After finding the line containing "Query: staircase" below, please output that line and each following one through the line containing "find the chain barrier in the photo above", exactly as written.

• **Referring expression data**
----------

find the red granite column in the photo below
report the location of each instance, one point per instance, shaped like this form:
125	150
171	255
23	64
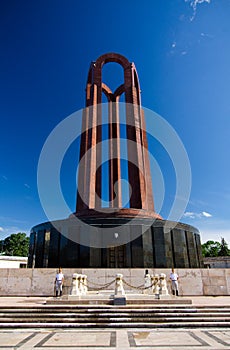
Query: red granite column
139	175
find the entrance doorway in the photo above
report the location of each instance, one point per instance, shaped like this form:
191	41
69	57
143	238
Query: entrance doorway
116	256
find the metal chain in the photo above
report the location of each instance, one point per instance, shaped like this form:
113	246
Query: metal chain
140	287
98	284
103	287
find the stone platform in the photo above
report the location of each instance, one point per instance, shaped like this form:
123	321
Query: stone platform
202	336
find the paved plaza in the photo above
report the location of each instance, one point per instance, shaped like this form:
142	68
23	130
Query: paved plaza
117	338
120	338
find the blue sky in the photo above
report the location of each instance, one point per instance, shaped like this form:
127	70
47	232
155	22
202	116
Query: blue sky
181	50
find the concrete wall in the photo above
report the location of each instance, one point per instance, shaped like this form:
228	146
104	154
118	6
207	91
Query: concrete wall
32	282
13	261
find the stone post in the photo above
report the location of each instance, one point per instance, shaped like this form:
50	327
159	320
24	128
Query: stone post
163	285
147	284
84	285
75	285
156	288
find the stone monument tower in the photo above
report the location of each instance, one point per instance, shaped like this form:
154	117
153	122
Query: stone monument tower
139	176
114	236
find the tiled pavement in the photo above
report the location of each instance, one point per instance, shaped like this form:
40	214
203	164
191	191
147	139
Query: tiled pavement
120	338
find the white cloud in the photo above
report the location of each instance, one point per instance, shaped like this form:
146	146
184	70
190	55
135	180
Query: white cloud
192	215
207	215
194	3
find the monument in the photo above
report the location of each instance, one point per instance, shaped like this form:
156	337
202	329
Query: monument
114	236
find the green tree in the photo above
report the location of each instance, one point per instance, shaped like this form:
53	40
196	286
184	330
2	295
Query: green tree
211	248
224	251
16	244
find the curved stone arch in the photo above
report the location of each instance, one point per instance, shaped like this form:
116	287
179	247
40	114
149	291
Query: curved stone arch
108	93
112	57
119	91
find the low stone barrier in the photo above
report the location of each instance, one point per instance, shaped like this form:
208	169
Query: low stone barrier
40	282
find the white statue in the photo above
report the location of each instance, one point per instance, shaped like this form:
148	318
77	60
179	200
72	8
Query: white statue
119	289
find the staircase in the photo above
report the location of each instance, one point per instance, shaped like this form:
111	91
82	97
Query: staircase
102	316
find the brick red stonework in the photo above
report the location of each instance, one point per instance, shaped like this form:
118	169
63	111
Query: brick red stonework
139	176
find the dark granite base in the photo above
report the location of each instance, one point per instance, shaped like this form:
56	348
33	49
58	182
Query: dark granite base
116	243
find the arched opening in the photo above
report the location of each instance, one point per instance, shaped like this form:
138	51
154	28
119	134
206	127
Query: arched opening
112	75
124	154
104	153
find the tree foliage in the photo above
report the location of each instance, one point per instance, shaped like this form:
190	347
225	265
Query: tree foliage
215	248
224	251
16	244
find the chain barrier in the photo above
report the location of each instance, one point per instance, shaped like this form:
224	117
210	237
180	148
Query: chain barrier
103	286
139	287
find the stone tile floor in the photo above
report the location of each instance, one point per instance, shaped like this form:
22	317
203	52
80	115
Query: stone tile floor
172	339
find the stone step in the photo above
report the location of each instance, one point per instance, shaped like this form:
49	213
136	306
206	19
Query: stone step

----------

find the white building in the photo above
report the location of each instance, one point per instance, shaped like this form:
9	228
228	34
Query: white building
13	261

----------

• **EXPECTED ANSWER**
Query: staircase
102	316
find the brick red stonework in the photo above
report the location of each instance, one point per instance, shaped like this form:
118	169
63	111
Query: brick red stonework
139	176
find the dark granite base in the photo above
report the location of each instance, one point per instance, shaped like this form:
56	348
33	49
58	182
Query: dark granite base
116	243
find the arched opening in the photo above
report the location of each instance, one point per instance, shaped like this form:
138	51
154	28
119	134
206	127
Query: arched opening
112	75
124	154
104	153
find the tree foliage in the photo above
report the location of each instance, one point per instance, shaped like this form:
190	347
225	265
Query: tree foliage
215	248
224	251
16	244
find the chain barrier in the photo above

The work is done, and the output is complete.